Records from a dataset
- - - -

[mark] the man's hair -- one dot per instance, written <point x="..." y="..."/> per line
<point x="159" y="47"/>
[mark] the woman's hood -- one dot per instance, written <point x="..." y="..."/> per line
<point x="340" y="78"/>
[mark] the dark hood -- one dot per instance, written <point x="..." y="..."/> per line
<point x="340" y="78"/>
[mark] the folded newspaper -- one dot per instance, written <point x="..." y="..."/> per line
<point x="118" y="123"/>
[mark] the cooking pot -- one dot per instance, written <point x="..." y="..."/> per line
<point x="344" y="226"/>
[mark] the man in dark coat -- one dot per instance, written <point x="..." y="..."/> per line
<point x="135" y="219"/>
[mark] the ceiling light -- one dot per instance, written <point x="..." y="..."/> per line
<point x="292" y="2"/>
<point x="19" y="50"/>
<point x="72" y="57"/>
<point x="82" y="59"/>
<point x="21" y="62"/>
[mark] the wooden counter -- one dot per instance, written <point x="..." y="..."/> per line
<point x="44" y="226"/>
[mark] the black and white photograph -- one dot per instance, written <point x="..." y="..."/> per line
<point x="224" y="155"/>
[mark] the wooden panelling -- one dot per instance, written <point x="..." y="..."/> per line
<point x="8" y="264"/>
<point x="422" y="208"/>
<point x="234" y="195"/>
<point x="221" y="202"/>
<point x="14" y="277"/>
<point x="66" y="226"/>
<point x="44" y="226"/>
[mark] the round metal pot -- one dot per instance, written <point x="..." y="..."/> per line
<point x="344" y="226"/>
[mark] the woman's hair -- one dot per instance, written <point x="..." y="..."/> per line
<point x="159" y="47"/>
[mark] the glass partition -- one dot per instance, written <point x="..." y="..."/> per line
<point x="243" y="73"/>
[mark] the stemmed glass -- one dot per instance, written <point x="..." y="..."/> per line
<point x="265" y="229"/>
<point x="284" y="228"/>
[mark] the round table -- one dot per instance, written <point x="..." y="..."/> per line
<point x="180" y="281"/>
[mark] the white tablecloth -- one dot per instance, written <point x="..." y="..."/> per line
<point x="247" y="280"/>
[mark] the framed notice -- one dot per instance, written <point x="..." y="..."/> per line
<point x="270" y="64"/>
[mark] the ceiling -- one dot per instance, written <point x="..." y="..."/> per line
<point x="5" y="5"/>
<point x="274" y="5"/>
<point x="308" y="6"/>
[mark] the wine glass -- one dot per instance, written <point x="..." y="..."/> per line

- - - -

§ **Given request**:
Copy the lines above without changing anything.

§ **Reply to the task**:
[mark] the man's hair -- one dot per instance, written <point x="..." y="..."/> per line
<point x="159" y="47"/>
[mark] the woman's hood -- one dot per instance, written <point x="..." y="..."/> per line
<point x="340" y="78"/>
[mark] the dark hood -- one dot per instance, written <point x="..." y="..."/> per line
<point x="340" y="78"/>
[mark] the folded newspaper -- one dot per instance, written <point x="..." y="..."/> per line
<point x="118" y="123"/>
[mark] the cooking pot -- one dot per instance, written <point x="..." y="..."/> per line
<point x="344" y="226"/>
[mark] the man in dark coat -- one dot per instance, written <point x="..." y="..."/> per line
<point x="135" y="219"/>
[mark] the ceiling light -- one dot per instance, written <point x="..." y="..."/> per line
<point x="292" y="2"/>
<point x="19" y="50"/>
<point x="72" y="57"/>
<point x="82" y="59"/>
<point x="21" y="62"/>
[mark] the wooden counter -- one dot per instance, written <point x="..." y="..."/> per line
<point x="44" y="226"/>
[mark] the black and white photograph -- one dot per instance, written <point x="..." y="..."/> per line
<point x="224" y="155"/>
[mark] the wooden panelling -- one dot per instance, written <point x="..." y="..."/> per line
<point x="8" y="264"/>
<point x="422" y="208"/>
<point x="234" y="195"/>
<point x="221" y="202"/>
<point x="14" y="277"/>
<point x="66" y="226"/>
<point x="44" y="226"/>
[mark] the round metal pot -- one dot per instance, written <point x="..." y="..."/> per line
<point x="344" y="226"/>
[mark] the woman's hair -- one dot per instance, written <point x="..." y="..."/> per line
<point x="159" y="47"/>
[mark] the glass partition -- one dot per instance, written <point x="..." y="..."/> per line
<point x="243" y="73"/>
[mark] the stemmed glass -- one dot per instance, written <point x="..." y="..."/> per line
<point x="265" y="229"/>
<point x="284" y="228"/>
[mark] the round table -- one dot per instance, written <point x="..." y="..."/> per line
<point x="180" y="281"/>
[mark] the white tablecloth -- one dot per instance, written <point x="..." y="..."/> per line
<point x="247" y="280"/>
[mark] the framed notice -- one dot per instance, written <point x="..." y="..."/> per line
<point x="270" y="64"/>
[mark] the ceiling -- one dot per instance, written <point x="..." y="..."/> per line
<point x="5" y="5"/>
<point x="274" y="5"/>
<point x="308" y="6"/>
[mark] the wine glass -- one dot per instance, written <point x="..." y="..."/> per line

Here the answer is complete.